▶ _AIM OF THE EXERCISE_
Format the lines of the listing below as a JSON list of strings, one string per line with blank lines omitted, starting with the line that contains "of the ankle" and continuing through the end of the listing.

....

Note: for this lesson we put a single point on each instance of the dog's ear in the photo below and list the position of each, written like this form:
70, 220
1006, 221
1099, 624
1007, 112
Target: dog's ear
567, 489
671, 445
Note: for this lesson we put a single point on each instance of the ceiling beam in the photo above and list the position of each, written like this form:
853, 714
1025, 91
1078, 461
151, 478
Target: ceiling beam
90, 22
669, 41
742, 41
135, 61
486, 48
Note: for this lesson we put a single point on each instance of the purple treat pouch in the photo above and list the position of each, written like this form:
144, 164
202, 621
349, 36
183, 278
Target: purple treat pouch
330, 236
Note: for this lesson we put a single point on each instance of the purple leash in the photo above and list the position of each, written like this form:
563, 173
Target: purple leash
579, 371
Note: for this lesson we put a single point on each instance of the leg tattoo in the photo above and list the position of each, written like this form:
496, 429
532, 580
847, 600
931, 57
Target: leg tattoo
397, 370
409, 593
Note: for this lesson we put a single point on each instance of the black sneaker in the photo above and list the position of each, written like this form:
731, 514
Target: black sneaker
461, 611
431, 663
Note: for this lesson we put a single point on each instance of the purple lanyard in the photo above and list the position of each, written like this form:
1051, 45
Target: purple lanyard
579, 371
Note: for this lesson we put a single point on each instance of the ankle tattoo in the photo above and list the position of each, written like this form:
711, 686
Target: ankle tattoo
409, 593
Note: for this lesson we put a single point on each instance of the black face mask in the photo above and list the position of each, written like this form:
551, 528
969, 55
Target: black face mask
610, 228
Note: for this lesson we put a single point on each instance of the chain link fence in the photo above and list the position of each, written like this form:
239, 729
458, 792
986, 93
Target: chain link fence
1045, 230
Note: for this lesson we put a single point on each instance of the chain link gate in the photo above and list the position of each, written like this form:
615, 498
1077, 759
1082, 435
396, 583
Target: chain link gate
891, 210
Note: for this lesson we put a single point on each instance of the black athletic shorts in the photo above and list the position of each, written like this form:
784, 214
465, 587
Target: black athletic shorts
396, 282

....

▶ _WRITTEN RESPONSE_
[
  "Note: for this lesson we put a single point on each instance of the ankle tattoo in the photo above and list the position of each, written like this form:",
  "711, 686",
  "Target: ankle tattoo",
  "409, 593",
  "Note: for this lesson we put a single point on each instance of the black face mask in the photo above and list the position of each, written like this form:",
  "551, 528",
  "969, 55",
  "Target: black face mask",
  "610, 228",
  "Note: for this lesson we put a single point on each instance of the chain link fence in the photo above and list the position of each, written like this form:",
  "239, 729",
  "458, 792",
  "986, 93",
  "Target: chain link fence",
  "1045, 230",
  "Note: for this lesson we put a single point on each instance of the chain link gate in the photo above and list the position of each, written like this form:",
  "615, 498",
  "1077, 759",
  "1082, 435",
  "396, 583",
  "Target: chain link gate",
  "891, 210",
  "Note: for this lesson we put a single point on each instance of the black athletic shorts in the photo above and list the position of each, written like this form:",
  "784, 214",
  "465, 587",
  "Target: black athletic shorts",
  "396, 282"
]